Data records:
####
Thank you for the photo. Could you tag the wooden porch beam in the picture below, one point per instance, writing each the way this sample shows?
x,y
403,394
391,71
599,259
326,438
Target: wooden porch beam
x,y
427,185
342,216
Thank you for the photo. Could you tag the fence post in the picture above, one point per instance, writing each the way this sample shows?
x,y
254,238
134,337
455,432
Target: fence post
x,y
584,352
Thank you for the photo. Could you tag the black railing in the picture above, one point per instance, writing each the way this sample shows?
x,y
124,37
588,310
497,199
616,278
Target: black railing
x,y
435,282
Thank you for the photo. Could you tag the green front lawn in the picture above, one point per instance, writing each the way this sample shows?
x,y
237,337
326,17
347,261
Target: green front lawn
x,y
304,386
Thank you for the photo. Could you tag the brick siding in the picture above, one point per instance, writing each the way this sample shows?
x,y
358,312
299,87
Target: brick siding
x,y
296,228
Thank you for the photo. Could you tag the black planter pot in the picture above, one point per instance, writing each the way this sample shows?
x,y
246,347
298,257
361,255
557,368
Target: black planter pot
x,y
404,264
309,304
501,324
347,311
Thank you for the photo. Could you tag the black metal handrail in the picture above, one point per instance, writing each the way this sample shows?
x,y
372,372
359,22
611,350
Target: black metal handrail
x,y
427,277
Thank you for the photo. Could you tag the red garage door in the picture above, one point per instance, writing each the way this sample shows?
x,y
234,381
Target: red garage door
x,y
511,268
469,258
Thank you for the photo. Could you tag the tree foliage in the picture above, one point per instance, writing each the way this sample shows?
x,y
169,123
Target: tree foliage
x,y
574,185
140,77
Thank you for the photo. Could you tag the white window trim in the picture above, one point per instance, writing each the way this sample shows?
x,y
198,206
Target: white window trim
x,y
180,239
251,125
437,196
####
■ **About this task**
Transcribe the data. Leave every line exactly as it is.

■ **Written reply**
Thank you for the photo. Could you tag the wooden porch beam in the picture below, one point per instance, writing each the way this sample shows?
x,y
403,394
391,71
599,259
326,438
Target: wooden porch beam
x,y
427,185
342,216
Thank you for the photo. Could you tag the fence post in the picture above, one point per instance, writing each the way this sample shows?
x,y
254,238
134,337
455,432
Target: fence post
x,y
584,352
Thank you for the photo. Could you tag the black railing in the picture above, one point per instance, writing each the way this sample shows?
x,y
124,37
588,310
497,199
616,278
Target: black railing
x,y
435,282
Thank you for the photo. Could you tag the green front lawn in the picture above, one point per instance, writing each the way this sample shows?
x,y
237,337
326,17
347,261
Target: green front lawn
x,y
304,386
Thank you for the photo. Could you tag the brick siding in the picture above, one point per instance, writing each the way this sample shows?
x,y
358,312
299,87
Target: brick siding
x,y
296,228
Thank you for the photo. Could you tag the black planter pot in the picture above, one point per instance, writing each the way this sample shows?
x,y
246,347
298,257
361,255
557,368
Target: black planter pot
x,y
404,264
309,304
501,324
347,311
Thank you for the photo. Could you tag the black metal handrail in the picture above, one point per instance, writing each the way this sample shows?
x,y
372,372
359,22
611,350
Target: black metal handrail
x,y
427,277
Thank you for the photo. Could you tag the red garage door in the picture above, one point per instance, writing each the way this sample shows?
x,y
234,381
Target: red garage door
x,y
511,268
469,258
Thank you for the photo. Could you tag the tree foliage in the picture above, one point per instance, writing each the way this sample shows?
x,y
169,123
Target: tree foliage
x,y
574,185
140,77
Thank you for the photo. Could you tag the white window trim in the picture above, one point per instance, writing each the way this sample shows?
x,y
198,206
Target: white window trim
x,y
180,239
251,125
437,196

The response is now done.